“Let the rain kiss you. Let the rain beat upon your head with silver liquid drops. Let the rain sing you a lullaby.”
~ Langston Hughes
It is pouring with rain in the city tonight and to hear that drenching sound is to have my spirit refreshed. After the humidity of the past few weeks, it is so good to have cooler nights.
I’ve loved nights like this since I was a little girl, when I would sit with my father on the front stoop, licking an ice block and thinking there was no one cooler than my Dad. I sat out on the balcony tonight thinking about him. His 71st birthday would have been last Tuesday. I miss him on when it rains, but I’m glad of it because it means I won’t forget him.
Rain is such a refreshing thing: the ground gets a good water, the dams hopefully get their fill, and the smell that rises up from grass is a potent summer memory.
It’s also an opportunity to rest. The past few weeks have been incredibly busy and on nights (and days) like this I want to snuggle up with a book and exert no more energy than I have to, maybe spend some time fixing stuff around house neglected during my working week.
Lately my home has looked somewhat dingy, just because I’ve not had the energy to clean it often. Often when I finish up work for the day, the choices are make dinner or clean up. Dinner comes first, and I tackle the clean up in the morning when my hands have eased off.
It’s been five years since the RA was diagnosed, 2 since the fibro. I realised the other day that I don’t remember what it’s like to live without pain. I was talking to a girlfriend about it (she has lupus) and we were discussing how different life is when you live with chronic pain.

○ ○ ○ ○ ○

• _PROBLEMS TO SOLVE_:
A: Extract the passage of the post about rain from "I’ve loved nights" to "my working week.".
B: Answer these questions using the post about rain:
(i) Which birthday would the writer's father have had last Tuesday?
(ii) How many years ago was the RA diagnosed?
(iii) What condition does the writer's girlfriend have?
C: Give what follows the final sentence of the post about rain, carrying it on in the same voice.

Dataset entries
○ ○ ○ ○ ○

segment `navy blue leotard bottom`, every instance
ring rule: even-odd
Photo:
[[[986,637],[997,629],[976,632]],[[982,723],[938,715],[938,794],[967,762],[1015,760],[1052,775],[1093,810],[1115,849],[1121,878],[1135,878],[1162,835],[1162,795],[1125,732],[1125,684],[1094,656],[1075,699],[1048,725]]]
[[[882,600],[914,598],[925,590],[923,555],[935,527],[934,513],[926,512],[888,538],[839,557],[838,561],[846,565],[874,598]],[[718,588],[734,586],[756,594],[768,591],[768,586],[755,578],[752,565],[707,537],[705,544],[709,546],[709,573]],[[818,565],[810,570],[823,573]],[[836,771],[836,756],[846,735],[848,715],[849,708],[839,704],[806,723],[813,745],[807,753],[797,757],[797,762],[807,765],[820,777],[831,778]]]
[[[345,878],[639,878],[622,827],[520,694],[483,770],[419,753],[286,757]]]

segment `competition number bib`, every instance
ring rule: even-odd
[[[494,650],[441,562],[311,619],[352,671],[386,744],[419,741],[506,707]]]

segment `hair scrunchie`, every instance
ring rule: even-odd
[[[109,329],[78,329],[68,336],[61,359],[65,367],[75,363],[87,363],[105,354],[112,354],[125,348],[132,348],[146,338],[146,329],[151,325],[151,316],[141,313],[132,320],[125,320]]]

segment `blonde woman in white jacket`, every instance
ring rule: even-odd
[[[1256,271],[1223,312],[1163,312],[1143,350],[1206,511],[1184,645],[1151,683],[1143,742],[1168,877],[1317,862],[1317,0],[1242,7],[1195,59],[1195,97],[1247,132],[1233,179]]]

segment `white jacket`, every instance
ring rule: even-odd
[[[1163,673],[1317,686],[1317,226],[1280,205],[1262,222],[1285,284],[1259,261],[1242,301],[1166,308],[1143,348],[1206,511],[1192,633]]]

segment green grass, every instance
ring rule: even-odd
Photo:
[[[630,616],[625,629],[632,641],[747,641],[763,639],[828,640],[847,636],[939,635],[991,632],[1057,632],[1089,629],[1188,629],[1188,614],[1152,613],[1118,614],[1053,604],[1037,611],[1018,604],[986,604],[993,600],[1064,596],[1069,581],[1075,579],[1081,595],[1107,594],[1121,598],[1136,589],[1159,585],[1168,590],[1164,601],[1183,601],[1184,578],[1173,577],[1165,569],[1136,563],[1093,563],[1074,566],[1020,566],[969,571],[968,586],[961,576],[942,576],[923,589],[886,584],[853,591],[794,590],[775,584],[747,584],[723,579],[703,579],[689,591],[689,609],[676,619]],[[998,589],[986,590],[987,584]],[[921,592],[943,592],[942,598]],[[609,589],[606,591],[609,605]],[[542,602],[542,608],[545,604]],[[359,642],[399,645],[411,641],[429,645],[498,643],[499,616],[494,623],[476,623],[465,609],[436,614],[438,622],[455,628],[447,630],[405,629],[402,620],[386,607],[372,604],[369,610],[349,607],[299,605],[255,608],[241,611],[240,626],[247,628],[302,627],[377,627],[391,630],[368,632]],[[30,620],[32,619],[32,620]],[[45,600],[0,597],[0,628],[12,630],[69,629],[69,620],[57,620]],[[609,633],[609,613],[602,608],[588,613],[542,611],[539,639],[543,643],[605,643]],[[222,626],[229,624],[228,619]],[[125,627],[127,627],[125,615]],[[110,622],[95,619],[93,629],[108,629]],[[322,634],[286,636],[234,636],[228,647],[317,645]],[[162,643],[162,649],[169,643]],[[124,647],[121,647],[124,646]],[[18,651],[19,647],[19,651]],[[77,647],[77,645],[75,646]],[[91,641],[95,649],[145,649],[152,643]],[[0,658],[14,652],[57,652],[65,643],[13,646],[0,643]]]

○ ○ ○ ○ ○

• _PER-TASK OUTPUTS_:
A:
I’ve loved nights like this since I was a little girl, when I would sit with my father on the front stoop, licking an ice block and thinking there was no one cooler than my Dad. I sat out on the balcony tonight thinking about him. His 71st birthday would have been last Tuesday. I miss him on when it rains, but I’m glad of it because it means I won’t forget him.
Rain is such a refreshing thing: the ground gets a good water, the dams hopefully get their fill, and the smell that rises up from grass is a potent summer memory.
It’s also an opportunity to rest. The past few weeks have been incredibly busy and on nights (and days) like this I want to snuggle up with a book and exert no more energy than I have to, maybe spend some time fixing stuff around house neglected during my working week.

B:
(i) His 71st birthday.
(ii) Five years ago.
(iii) Lupus.

C:
She has had to give up work to ensure she can care for her young son, and she said, ‘I don’t envy people who have to work and run a household when they have chronic health problems. My choices are simple ones because I have a wonderful, supportive husband who knows what I need even when I don’t. And my family are brilliant at being there when I need them. Not everyone has that – I’m grateful for it.’
Sitting out here in the rain is meditative, which clears a calm space in my head. The visit with my friend had initially made me a little envious that she had such a great man in her life who supported her and such a close family. It got me to thinking about how fragmented my own support system is here, and the downside of independence being that often my relationships have been rooted in the knowledge that I will move on at some point.
So the question begs, when you can’t move on from chronic illness (even though you can manage it well), how do you develop an accepting, compassionate relationship with it?